Problem requirements: If a line appears in the data below, it must appear in your answer exactly as given.
- - - - - - -
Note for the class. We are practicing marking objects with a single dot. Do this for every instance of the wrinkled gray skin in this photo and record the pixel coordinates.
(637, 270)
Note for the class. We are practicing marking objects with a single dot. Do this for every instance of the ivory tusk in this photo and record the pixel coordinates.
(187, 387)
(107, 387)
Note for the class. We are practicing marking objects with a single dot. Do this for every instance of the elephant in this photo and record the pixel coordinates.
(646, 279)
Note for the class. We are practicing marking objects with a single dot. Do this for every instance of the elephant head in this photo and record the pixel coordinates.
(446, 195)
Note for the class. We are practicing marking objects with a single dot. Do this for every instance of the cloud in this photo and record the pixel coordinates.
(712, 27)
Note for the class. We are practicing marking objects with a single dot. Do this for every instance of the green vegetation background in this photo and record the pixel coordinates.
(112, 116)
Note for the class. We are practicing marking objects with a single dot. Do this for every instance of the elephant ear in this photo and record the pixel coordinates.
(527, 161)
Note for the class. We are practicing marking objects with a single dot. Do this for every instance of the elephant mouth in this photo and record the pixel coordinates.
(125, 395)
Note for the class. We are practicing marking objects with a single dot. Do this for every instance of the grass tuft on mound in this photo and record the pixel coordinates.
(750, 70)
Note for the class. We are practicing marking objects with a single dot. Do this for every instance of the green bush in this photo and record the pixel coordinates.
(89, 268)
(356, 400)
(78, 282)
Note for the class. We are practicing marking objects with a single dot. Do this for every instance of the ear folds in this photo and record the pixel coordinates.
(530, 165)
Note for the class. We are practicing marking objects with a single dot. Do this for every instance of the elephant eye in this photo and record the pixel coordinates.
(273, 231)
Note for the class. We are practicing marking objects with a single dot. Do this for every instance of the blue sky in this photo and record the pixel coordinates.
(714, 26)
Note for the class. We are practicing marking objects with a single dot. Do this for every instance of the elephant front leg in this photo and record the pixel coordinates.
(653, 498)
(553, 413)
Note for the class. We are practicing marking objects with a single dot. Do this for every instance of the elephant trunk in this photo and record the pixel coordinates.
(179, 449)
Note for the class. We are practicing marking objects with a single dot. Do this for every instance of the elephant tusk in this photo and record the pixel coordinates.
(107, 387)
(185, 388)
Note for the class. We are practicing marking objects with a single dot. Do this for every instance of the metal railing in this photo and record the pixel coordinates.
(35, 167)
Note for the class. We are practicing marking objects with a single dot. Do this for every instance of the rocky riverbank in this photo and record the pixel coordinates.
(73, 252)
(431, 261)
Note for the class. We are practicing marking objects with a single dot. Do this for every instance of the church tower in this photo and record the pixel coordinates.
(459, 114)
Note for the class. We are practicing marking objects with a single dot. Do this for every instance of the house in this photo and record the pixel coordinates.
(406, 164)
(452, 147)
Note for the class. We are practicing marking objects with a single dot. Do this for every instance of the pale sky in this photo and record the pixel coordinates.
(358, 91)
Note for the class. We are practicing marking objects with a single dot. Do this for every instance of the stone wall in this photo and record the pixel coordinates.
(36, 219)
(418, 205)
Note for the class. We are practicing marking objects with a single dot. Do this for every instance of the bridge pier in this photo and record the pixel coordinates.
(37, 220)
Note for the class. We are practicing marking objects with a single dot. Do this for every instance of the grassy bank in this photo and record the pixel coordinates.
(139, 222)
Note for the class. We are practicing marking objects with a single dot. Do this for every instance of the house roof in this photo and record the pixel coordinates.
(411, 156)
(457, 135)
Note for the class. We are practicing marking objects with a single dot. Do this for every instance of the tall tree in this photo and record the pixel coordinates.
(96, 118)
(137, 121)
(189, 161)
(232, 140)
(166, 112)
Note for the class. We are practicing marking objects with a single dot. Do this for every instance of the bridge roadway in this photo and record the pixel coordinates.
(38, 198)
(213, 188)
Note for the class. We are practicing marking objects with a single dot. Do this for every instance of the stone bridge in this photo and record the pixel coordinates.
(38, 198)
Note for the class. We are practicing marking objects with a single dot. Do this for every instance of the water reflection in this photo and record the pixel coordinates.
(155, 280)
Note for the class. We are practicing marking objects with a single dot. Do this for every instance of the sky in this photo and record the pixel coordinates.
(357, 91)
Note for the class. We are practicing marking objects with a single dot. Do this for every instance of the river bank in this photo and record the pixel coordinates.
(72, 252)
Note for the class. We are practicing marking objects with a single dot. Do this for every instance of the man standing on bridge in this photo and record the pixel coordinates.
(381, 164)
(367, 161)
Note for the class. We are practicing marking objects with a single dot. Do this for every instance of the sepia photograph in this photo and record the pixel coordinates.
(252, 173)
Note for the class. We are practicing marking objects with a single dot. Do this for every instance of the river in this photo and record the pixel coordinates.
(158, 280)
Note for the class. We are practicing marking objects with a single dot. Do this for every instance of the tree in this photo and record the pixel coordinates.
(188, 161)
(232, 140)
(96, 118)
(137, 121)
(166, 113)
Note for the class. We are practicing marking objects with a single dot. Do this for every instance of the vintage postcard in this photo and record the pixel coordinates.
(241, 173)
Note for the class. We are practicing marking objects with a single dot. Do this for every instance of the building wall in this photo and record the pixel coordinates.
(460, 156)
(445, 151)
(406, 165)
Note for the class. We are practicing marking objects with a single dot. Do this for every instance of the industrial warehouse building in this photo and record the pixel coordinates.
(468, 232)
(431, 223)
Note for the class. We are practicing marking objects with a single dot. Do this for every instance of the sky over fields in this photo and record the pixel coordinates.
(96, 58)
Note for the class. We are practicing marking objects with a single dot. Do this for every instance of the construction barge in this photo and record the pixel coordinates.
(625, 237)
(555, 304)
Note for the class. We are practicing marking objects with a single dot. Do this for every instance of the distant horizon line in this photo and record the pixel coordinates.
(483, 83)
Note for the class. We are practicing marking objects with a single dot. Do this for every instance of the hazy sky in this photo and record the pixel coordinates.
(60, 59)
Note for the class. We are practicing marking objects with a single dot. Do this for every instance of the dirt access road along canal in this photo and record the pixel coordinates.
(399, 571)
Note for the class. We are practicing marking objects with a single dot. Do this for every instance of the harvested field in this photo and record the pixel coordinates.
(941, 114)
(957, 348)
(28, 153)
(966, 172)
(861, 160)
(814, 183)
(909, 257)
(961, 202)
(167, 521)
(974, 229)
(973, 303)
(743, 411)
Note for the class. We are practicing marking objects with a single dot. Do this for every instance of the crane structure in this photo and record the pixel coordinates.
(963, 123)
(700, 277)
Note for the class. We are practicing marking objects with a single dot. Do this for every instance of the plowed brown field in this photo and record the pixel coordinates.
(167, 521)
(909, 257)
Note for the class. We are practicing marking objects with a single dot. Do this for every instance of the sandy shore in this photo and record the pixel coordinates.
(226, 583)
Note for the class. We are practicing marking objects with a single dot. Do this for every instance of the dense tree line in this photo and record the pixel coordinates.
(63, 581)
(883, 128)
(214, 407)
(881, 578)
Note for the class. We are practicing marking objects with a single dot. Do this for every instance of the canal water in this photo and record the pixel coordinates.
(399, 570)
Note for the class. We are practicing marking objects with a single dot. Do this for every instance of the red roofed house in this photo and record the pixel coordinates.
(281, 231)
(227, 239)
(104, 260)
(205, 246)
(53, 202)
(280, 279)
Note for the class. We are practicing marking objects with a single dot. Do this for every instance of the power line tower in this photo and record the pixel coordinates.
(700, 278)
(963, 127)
- - - - - - -
Exercise result:
Note for the class. We are practicing marking objects with a single dot. Do this for every instance of the wrinkled gray skin in this photo and record the pixel coordinates.
(637, 270)
Note for the class. We are practicing marking objects with a single dot. Do this for every instance of the ivory tusk in this photo and record the pixel coordinates.
(187, 387)
(107, 387)
Note for the class. We are practicing marking objects with a single dot. Do this for every instance of the elephant in this photo and record the pixel coordinates.
(646, 279)
Note for the class. We are practicing marking objects with a single dot. Do this for every instance of the elephant head in this photo and record the pixel coordinates.
(446, 195)
Note for the class. We are practicing marking objects with a single dot. Do this for every instance of the cloud in this photo and record the pixel coordinates.
(712, 27)
Note for the class. We are practicing marking objects with a single dot. Do this for every instance of the green vegetation background in this photo and record the pixel coordinates.
(112, 116)
Note for the class. We are practicing marking objects with a single dot. Do this for every instance of the elephant ear in this photo and record the pixel coordinates.
(527, 161)
Note for the class. We are practicing marking objects with a single dot. Do this for every instance of the elephant mouth in this photo and record the pixel coordinates.
(125, 395)
Note for the class. We are practicing marking objects with a single dot. Do this for every instance of the grass tuft on mound in this photo and record the pixel coordinates.
(750, 70)
Note for the class. We are practicing marking objects with a single dot. Do this for every instance of the green bush in this photo and record the pixel coordinates.
(89, 268)
(356, 400)
(78, 282)
Note for the class. We are practicing marking objects with a single dot. Do this for every instance of the ear folds in this photo and record the pixel coordinates.
(530, 165)
Note for the class. We are practicing marking objects with a single dot. Do this for every instance of the elephant eye in this photo and record the pixel coordinates.
(273, 231)
Note for the class. We are practicing marking objects with a single dot. Do this for every instance of the blue sky in this photo and record the pixel coordinates.
(714, 26)
Note for the class. We are practicing marking objects with a single dot. Do this for every instance of the elephant front leg in this photo and record the pixel coordinates.
(653, 498)
(553, 413)
Note for the class. We are practicing marking objects with a single dot. Do this for every instance of the elephant trunk in this photo and record the pixel coordinates.
(179, 449)
Note for the class. We are practicing marking objects with a single dot. Do this for every instance of the elephant tusk in this photo and record the pixel coordinates.
(107, 387)
(185, 388)
Note for the class. We are practicing marking objects with a single dot. Do this for every instance of the metal railing in this photo and record the pixel coordinates.
(35, 167)
Note for the class. We are practicing marking objects with a single dot. Do this for every instance of the rocky riverbank in this photo and record the pixel coordinates.
(73, 252)
(431, 261)
Note for the class. We are practicing marking objects with a single dot. Do this for every instance of the church tower in this photo and record the pixel coordinates.
(459, 114)
Note for the class. We are practicing marking objects with a single dot. Do this for every instance of the house in this photo and record the pixel coordinates.
(406, 164)
(452, 147)
Note for the class. We are practicing marking objects with a single dot. Do this for every instance of the pale sky in this photo and record the pixel coordinates.
(358, 91)
Note for the class. We are practicing marking objects with a single dot. Do this for every instance of the stone wall in this photo and record the pixel coordinates.
(36, 219)
(418, 205)
Note for the class. We are practicing marking objects with a single dot. Do this for every instance of the bridge pier in this photo and record the pixel coordinates.
(37, 220)
Note for the class. We are practicing marking objects with a single dot. Do this for every instance of the grassy bank in this photo and record the pixel coordinates.
(139, 222)
Note for the class. We are practicing marking objects with a single dot. Do this for every instance of the house roof in this photo and record the pixel coordinates.
(411, 156)
(457, 135)
Note for the class. We are practicing marking objects with a single dot. Do this for every instance of the tall tree in this photo and record the pixel coordinates.
(96, 118)
(137, 121)
(189, 161)
(232, 140)
(166, 112)
Note for the class. We are practicing marking objects with a single dot. Do this for every instance of the bridge roadway in this photo and record the pixel coordinates.
(38, 198)
(213, 188)
Note for the class. We are practicing marking objects with a single dot. Do this for every instance of the stone bridge in this photo and record the pixel coordinates.
(38, 198)
Note for the class. We are practicing marking objects with a single dot. Do this for every instance of the water reflection in this photo and record the pixel coordinates.
(155, 280)
Note for the class. We are practicing marking objects with a single dot. Do this for every instance of the sky in this photo and record the pixel coordinates.
(357, 91)
Note for the class. We are practicing marking objects with a single dot. Do this for every instance of the river bank in this photo and record the pixel coordinates.
(72, 252)
Note for the class. We are practicing marking objects with a single dot. Do this for every instance of the man standing on bridge in this photo and record the pixel coordinates.
(381, 164)
(367, 161)
Note for the class. We are practicing marking objects with a single dot. Do this for every instance of the sepia photograph in this photo and record the pixel coordinates.
(252, 173)
Note for the class. We are practicing marking objects with a single dot. Do this for every instance of the river in this photo and record the pixel coordinates.
(158, 280)
Note for the class. We are practicing marking objects with a single dot. Do this for every instance of the tree in this photo and record the pixel coordinates.
(188, 161)
(232, 140)
(96, 118)
(137, 121)
(166, 113)
Note for the class. We are practicing marking objects with a single dot. Do this for every instance of the vintage postcard in this photo and record the pixel coordinates.
(241, 173)
Note for the class. We are practicing marking objects with a single dot. Do this for every instance of the building wall in this photo and record the pixel coordinates.
(460, 156)
(445, 151)
(406, 165)
Note for the class. We are practicing marking objects with a single dot. Do this for every instance of the industrial warehouse building in this photo and record the pixel coordinates.
(468, 232)
(431, 223)
Note for the class. We are practicing marking objects with a single dot. Do this for every instance of the sky over fields in this photo and record the pixel coordinates.
(96, 58)
Note for the class. We are practicing marking objects with a single dot. Do this for every instance of the construction barge in this photo and record the pixel coordinates.
(625, 237)
(555, 304)
Note for the class. We are practicing marking objects with a single dot. Do this for every instance of the distant horizon line in this photo and record the pixel coordinates.
(483, 83)
Note for the class. We are practicing marking objects with a single dot. Do this for every instance of the hazy sky in this photo and record the pixel coordinates.
(60, 59)
Note for the class. We are practicing marking objects with a single dot. Do this for every instance of the dirt access road along canal in this photo and record the pixel coordinates.
(399, 571)
Note for the class. We are practicing marking objects with a single dot. Do this for every instance of the harvested field in this photo and record the pixel coordinates.
(941, 114)
(957, 348)
(28, 153)
(966, 172)
(861, 160)
(814, 183)
(909, 257)
(961, 202)
(167, 521)
(974, 229)
(973, 303)
(743, 411)
Note for the class. We are practicing marking objects with a single dot. Do this for every instance of the crane structure in this photo and record the pixel coordinates.
(963, 123)
(700, 277)
Note for the class. We are practicing marking objects with a single dot. Do this for every instance of the plowed brown field in this photo and record the pixel coordinates.
(167, 521)
(909, 257)
Note for the class. We are practicing marking objects with a single dot. Do this for every instance of the sandy shore in this photo and record the pixel coordinates.
(226, 583)
Note for the class. We are practicing marking objects with a single dot. Do this for every instance of the dense tree line in this photo and record the pixel coordinates.
(63, 581)
(883, 128)
(214, 407)
(881, 578)
Note for the class. We are practicing marking objects with a single dot. Do this for every instance of the canal water in this photo and record the pixel coordinates.
(399, 570)
Note for the class. We are practicing marking objects with a single dot. Do this for every instance of the red roofed house in this photo and record the pixel coordinates.
(281, 231)
(227, 239)
(104, 260)
(205, 246)
(53, 202)
(280, 279)
Note for the class. We are practicing marking objects with a single dot. Do this for every instance of the power line tower in this photo and record the pixel coordinates.
(700, 278)
(963, 127)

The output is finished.